Goal of the exercise: In the listing below, locate the line containing "target | woman in long dress"; reproduce that line and all lines that follow it, unchanged.

Rows:
........

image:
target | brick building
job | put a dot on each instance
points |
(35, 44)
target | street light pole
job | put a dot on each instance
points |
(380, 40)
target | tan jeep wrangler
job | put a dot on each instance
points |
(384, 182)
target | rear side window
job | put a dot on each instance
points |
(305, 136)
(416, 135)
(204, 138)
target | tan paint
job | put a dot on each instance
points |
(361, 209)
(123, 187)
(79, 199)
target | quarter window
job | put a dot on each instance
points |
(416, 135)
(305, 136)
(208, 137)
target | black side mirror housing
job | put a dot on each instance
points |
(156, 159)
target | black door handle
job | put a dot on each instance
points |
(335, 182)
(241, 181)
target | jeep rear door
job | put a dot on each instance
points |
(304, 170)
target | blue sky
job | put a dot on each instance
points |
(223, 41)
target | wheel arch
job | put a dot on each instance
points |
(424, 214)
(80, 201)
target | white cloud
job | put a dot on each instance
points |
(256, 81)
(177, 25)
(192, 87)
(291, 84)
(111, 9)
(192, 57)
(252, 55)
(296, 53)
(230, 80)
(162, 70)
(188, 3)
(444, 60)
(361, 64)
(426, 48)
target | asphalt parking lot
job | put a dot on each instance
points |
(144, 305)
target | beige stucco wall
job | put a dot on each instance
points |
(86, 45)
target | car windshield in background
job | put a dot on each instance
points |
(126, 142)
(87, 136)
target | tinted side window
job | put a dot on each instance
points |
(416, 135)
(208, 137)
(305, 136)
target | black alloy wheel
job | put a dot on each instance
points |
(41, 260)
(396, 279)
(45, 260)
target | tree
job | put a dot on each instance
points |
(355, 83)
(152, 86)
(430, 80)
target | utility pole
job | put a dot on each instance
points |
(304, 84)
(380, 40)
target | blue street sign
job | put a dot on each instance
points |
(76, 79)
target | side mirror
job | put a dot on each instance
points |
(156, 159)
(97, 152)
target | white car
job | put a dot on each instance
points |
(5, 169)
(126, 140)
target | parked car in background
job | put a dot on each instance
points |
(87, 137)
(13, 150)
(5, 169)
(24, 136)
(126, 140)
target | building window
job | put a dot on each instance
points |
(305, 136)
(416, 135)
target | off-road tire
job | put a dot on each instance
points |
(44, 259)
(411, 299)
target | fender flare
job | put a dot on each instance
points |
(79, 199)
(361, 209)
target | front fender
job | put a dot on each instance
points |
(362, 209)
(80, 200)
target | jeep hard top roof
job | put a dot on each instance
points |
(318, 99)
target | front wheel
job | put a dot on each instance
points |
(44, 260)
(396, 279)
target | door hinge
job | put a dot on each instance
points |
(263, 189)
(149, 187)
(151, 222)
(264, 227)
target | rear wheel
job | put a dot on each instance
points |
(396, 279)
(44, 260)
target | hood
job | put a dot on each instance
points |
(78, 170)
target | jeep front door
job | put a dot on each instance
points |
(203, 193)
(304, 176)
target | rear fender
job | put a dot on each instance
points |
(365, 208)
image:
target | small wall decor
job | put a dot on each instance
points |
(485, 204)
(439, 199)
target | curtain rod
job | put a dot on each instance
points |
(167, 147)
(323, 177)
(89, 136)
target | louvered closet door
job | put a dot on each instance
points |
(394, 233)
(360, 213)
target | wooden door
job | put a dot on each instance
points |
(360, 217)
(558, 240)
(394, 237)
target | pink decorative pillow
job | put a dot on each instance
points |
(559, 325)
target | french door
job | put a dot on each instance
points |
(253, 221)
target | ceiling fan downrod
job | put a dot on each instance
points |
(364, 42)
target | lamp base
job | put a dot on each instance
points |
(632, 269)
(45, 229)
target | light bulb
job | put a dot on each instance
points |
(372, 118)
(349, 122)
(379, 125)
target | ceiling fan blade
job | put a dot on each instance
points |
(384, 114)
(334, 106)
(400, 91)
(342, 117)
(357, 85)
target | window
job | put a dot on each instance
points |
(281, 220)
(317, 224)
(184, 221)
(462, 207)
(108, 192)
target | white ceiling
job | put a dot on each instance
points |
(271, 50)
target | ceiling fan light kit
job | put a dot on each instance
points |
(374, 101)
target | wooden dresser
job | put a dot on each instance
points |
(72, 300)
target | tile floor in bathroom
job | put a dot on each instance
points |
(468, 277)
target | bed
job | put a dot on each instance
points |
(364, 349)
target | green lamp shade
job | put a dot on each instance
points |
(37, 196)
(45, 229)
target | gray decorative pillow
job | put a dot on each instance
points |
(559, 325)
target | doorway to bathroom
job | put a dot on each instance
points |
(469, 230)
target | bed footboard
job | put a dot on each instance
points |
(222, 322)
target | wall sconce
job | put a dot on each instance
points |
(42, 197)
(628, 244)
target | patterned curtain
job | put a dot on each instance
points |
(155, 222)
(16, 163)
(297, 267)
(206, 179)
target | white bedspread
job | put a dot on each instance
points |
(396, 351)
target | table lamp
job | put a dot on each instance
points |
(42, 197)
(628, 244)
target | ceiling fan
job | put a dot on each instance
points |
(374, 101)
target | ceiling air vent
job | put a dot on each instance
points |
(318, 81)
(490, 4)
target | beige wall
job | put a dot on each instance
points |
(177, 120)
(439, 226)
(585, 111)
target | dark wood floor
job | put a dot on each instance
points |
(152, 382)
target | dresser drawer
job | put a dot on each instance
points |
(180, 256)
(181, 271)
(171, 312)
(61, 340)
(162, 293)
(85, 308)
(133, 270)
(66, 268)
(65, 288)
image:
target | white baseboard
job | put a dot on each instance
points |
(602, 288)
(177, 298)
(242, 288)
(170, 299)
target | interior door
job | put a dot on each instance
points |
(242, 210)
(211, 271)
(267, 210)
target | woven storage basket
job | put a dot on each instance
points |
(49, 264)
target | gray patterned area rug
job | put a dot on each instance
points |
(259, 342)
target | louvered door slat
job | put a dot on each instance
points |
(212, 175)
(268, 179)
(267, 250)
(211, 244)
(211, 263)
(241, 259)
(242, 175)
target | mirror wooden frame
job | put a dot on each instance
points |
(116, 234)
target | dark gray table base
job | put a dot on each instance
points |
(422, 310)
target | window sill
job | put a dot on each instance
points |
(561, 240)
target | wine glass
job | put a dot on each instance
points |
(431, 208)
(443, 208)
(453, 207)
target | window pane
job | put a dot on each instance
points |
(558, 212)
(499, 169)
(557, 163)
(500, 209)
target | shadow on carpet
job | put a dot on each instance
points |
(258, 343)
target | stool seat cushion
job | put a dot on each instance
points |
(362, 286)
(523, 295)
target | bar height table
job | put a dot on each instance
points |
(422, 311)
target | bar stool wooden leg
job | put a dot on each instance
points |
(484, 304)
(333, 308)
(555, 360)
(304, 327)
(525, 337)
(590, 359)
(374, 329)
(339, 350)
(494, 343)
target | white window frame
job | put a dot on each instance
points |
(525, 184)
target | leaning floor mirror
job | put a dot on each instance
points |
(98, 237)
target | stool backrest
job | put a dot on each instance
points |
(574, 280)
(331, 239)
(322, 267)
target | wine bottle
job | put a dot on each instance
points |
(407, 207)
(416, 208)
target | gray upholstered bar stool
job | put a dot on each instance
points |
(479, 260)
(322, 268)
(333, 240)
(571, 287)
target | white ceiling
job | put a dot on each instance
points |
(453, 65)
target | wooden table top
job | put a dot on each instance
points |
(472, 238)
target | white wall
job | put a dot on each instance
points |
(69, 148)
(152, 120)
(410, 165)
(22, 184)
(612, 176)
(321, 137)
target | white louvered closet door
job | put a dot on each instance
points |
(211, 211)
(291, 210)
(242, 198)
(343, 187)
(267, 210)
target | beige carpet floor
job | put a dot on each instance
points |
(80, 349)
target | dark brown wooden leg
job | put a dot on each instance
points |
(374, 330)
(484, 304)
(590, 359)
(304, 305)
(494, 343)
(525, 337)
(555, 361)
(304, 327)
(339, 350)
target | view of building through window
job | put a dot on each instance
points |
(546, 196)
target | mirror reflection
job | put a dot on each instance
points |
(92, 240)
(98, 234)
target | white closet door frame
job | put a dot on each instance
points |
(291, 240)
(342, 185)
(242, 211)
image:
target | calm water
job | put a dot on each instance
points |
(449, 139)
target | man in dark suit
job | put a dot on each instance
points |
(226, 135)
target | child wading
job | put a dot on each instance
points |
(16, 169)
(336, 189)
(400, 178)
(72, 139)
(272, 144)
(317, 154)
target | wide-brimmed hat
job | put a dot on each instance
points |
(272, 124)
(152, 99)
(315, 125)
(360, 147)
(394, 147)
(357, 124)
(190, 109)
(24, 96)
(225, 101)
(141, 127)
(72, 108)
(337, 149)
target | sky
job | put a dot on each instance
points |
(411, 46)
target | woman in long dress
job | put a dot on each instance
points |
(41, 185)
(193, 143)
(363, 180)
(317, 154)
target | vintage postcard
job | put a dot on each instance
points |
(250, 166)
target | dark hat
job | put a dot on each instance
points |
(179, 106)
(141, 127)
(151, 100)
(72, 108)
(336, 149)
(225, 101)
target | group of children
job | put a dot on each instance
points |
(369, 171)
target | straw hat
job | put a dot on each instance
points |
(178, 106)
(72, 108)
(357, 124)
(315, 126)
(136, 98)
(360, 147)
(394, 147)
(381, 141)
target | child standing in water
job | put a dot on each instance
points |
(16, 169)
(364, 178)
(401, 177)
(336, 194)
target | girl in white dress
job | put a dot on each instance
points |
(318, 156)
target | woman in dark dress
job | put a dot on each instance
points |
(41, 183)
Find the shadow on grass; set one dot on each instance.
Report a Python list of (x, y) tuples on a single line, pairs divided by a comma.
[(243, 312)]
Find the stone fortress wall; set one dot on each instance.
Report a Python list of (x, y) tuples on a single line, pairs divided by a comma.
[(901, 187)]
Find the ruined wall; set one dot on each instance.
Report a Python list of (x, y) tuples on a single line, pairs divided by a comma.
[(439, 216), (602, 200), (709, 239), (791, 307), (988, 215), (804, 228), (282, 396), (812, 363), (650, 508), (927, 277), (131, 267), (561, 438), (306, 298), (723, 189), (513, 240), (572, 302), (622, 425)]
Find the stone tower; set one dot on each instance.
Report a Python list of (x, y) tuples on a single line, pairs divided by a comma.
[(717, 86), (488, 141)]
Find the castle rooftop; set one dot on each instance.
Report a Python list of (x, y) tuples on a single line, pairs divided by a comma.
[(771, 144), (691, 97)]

........

The solution:
target | woman in long dress
job | put a dot on each instance
points |
(41, 185)
(193, 143)
(363, 180)
(317, 154)
target | vintage postcard
job | put a dot on each instance
points |
(250, 166)
target | dark hat
job | put a dot on each instance
points |
(179, 106)
(141, 127)
(151, 100)
(72, 108)
(336, 149)
(225, 101)
target | group of children
job | put a dot on each instance
points |
(369, 171)
target | straw hat
job | put a dot on each instance
points |
(178, 106)
(72, 108)
(357, 124)
(315, 126)
(136, 98)
(360, 147)
(394, 147)
(381, 141)
target | child standing in water
job | put a dot on each instance
points |
(16, 169)
(364, 178)
(401, 177)
(336, 194)
target | girl in white dress
job | put a dot on each instance
points |
(318, 156)
target | woman in dark dress
job | put a dot on each instance
points |
(41, 183)
Find the shadow on grass; set one dot on each instance.
Report a Python list of (x, y) tuples on a single line, pairs divided by a comma.
[(243, 312)]
Find the stone fortress wall; set one dot on each instance.
Report a Python list of (x, y) tuples on a single line, pairs divided by a comma.
[(901, 187)]
Find the ruined wall; set one dot on each instance.
Report a Python list of (x, y) tuples on a single line, pairs divided by a comma.
[(439, 216), (602, 200), (709, 239), (791, 307), (988, 215), (804, 228), (282, 396), (812, 363), (650, 508), (927, 277), (131, 267), (561, 438), (306, 298), (723, 189), (513, 240), (572, 302), (622, 425)]
Find the stone tower; set one dot on each instance.
Report a Python list of (x, y) tuples on a single line, pairs divided by a comma.
[(717, 86), (488, 141)]
Find the castle rooftop; set one dot on each instance.
Report a Python list of (x, y) tuples on a single line, pairs divided by a comma.
[(771, 144), (691, 97)]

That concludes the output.